• Tarea planteada 1
¿Cuántas líneas de las filas contienen la cadena "instance"? Cuéntalas distinguiendo mayúsculas de minúsculas y responde solo con el número.

• Fragmento
_ _ _ _
El proyecto académico de la Universidad en la segunda mitad de los treinta cobró impulso en virtud de la recomposición de relaciones entre la institución y el Estado en el gobierno del general Lázaro Cárdenas del Río (1934-1940), lo que fue posible en virtud de la elección de autoridades universitarias afines al proyecto del cardenismo: Luis Chico Goerne (1935-1934), Gustavo Baz Prada (1938-1940) y Mario de la Cueva (1940-1942). Además de integrar al Estatuto General de 1936 la perspectiva nacionalista del régimen, sin renuncia de autonomía académica y de gobierno interior, la Universidad apoyó la iniciativa del servicio social obligatorio, respaldó la expropiación petrolera y brindó facilidades para incorporar a científicos, humanistas y profesionales provenientes de la diáspora española. En 1938, el gobierno de Cárdenas incorporó al presupuesto un fondo federal a distribuir en las universidades del país, lo que incluyó a la Universidad Autónoma de México.

No obstante los avances conseguidos para la institucionalización de la vida universitaria, el conflicto interno persistió. El final del periodo del rector Rudolfo Brito Foucher (1942-1944) estuvo marcado por una crisis de gobernabilidad que fue resulta por la intervención del gobierno de Manuel Ávila Camacho (1940-1946) y mediante la iniciativa de formular una nueva normativa. El proyecto fue elaborado por una comisión de universitarios y posteriormente revisado por los órganos del Congreso. Al cabo, una nueva ley orgánica universitaria fue publicada en el diario oficial el 6 de enero de 1945.

En ella, se establecieron con precisión las características del régimen de autonomía. Además se restituyó a la Universidad el carácter de Nacional y se refrendó la actividad de investigación como parte de las funciones esenciales. Después, el Congreso Constituyente Universitario formuló y aprobó (febrero y marzo de 1945) un nuevo Estatuto General. La normativa derivada fijó, a partir de entonces, la distribución de las actividades de docencia e investigación conforme a un sistema de división de funciones, e instituyó las bases del gobierno universitario a través de autoridades unipersonales y colegiadas.
_ _ _ _
• Datos registrados
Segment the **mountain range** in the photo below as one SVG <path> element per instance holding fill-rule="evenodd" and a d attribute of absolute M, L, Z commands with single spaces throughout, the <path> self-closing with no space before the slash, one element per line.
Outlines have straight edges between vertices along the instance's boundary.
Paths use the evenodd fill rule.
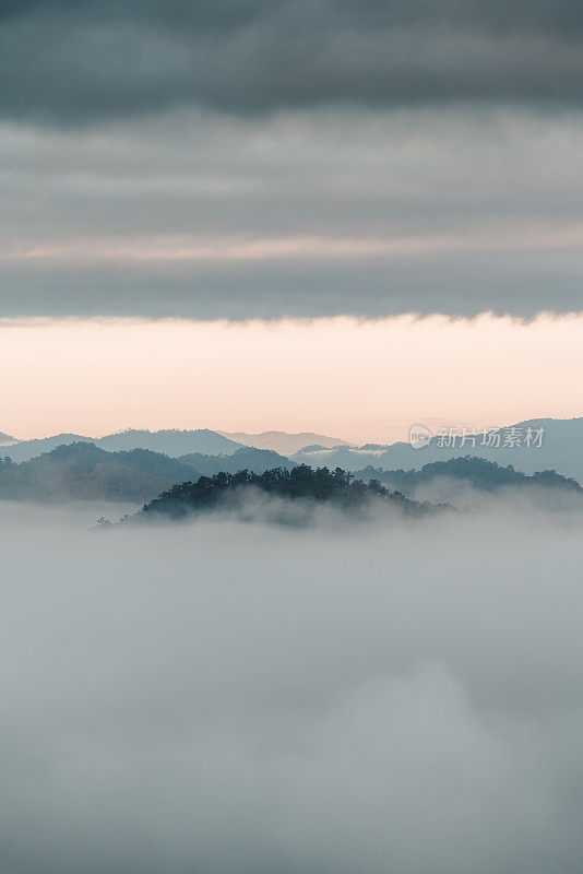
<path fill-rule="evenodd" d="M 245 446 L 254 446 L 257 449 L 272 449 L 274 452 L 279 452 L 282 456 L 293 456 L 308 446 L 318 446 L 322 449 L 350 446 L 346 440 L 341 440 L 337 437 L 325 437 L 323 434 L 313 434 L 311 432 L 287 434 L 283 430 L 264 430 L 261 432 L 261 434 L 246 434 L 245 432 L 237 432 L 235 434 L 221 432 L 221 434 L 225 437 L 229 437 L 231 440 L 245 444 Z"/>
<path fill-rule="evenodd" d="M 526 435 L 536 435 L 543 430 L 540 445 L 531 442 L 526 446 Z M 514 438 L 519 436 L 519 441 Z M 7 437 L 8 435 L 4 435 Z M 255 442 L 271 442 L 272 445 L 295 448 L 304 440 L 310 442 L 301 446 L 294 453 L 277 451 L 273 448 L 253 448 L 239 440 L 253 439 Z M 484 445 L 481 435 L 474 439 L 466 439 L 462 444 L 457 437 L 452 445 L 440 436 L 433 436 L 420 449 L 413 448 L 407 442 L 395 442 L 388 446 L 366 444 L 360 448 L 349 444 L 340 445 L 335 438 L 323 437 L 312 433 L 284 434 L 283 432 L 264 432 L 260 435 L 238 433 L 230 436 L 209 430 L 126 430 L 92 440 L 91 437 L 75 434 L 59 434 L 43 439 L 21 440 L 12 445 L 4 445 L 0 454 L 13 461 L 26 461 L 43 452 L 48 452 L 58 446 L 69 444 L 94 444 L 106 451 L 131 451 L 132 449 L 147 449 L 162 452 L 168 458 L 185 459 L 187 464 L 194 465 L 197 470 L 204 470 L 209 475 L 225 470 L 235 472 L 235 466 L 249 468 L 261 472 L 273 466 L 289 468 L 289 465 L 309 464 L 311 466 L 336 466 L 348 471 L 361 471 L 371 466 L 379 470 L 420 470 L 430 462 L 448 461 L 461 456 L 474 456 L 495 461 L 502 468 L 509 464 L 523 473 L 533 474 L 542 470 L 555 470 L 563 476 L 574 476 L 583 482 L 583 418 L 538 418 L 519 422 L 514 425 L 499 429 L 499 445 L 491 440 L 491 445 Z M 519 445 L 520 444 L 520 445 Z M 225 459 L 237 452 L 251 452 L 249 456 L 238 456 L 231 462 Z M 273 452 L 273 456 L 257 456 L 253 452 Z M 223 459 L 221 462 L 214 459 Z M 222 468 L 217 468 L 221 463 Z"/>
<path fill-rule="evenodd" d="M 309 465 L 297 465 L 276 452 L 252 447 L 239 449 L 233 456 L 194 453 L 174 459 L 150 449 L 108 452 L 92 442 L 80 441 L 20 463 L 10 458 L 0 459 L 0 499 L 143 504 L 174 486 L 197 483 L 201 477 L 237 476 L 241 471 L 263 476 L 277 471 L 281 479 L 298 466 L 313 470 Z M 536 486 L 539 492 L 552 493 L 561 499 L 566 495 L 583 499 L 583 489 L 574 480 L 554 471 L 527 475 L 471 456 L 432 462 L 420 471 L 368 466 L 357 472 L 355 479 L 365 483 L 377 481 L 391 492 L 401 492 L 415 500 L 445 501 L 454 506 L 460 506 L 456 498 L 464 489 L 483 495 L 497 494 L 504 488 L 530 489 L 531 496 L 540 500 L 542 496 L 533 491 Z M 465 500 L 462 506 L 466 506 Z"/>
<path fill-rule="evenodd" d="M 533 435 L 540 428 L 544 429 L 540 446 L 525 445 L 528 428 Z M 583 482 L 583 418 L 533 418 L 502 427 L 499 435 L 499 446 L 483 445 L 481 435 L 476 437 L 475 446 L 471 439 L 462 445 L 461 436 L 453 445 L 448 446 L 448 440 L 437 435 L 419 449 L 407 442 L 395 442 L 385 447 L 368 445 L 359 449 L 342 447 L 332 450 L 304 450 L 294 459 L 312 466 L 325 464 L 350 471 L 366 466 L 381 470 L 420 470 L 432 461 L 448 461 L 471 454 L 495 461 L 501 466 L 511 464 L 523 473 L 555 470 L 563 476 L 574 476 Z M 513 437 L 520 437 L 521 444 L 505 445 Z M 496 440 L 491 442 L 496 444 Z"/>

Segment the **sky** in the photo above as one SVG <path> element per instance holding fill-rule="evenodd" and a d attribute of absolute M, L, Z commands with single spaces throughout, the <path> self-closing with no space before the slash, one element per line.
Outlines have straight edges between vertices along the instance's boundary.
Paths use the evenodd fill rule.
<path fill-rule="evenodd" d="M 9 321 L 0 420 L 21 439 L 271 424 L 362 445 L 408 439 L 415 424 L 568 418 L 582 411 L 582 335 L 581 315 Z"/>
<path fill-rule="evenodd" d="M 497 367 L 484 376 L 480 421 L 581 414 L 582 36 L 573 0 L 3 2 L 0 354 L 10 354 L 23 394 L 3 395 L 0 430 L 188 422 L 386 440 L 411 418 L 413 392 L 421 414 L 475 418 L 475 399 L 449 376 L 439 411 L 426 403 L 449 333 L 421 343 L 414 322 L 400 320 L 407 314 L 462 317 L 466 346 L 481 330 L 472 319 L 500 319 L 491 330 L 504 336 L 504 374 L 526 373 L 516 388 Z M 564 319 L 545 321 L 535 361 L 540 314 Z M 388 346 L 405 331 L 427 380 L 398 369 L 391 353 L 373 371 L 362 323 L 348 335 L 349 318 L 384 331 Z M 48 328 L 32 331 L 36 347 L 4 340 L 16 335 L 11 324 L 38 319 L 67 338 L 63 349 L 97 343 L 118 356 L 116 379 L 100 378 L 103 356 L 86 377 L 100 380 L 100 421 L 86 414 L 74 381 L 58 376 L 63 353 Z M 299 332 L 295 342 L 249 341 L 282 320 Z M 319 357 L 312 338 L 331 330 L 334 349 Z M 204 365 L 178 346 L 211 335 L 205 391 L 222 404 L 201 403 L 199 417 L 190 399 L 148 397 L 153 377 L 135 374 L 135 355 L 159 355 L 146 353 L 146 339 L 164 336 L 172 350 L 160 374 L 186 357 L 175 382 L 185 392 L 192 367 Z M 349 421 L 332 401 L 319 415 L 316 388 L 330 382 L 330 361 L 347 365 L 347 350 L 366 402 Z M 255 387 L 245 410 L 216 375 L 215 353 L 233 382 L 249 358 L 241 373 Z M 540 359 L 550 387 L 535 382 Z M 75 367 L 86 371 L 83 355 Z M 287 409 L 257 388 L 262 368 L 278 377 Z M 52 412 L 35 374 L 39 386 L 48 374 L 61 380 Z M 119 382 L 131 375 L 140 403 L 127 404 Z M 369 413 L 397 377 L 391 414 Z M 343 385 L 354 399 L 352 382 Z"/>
_ _ _ _
• Tarea planteada 2
¿Puedes continuar el fragmento sobre la historia de la Universidad y su relación con el Estado a partir de su última oración?

• Resultado del ejercicio 1
4

• Resultado del ejercicio 2
La autonomía de la ley de 1945 ha prevalecido hasta la fecha y fue refrendada, en 1980, por la reforma al artículo tercero constitucional, que dio garantía a las universidades autónomas para decidir sus planes y programas. En aquella ocasión reapareció, en voz del Partido Popular Socialista, la añeja inconformidad sobre el régimen autonómico: “La autonomía universitaria con el postulado de la libertad de cátedra, apoyará la vieja aspiración reaccionaria de hacerla degenerar en la llamada libertad de enseñanza, que es la contraposición de la esencia revolucionaria del Artículo Tercero Constitucional. Esta reforma al artículo tercero Constitucional abrirá la puerta para que las fuerzas conservadoras aceleren sus ataques al sistema educativo nacional conducido por el Estado”.

Con la creación de la Ciudad Universitaria en 1953 habría de cristalizar e instaurarse la plataforma de desarrollo de la universidad autónoma, a partir de entonces una universidad de investigación, con clara vocación y responsabilidad social, abierta al debate de teorías, perspectivas y enfoques en cada campo disciplinario y fortaleza cultural de la nación. ¿Ha estado exenta de críticas y debates sobre su forma de organización o sobre el contenido de los planes y programas de estudio? De ninguna manera. Pero ha sido una institución capaz de procesar diferencias sin menoscabo de su calidad de autónoma. Por el contrario, la autonomía ha sido la condición fundamental del cambio universitario.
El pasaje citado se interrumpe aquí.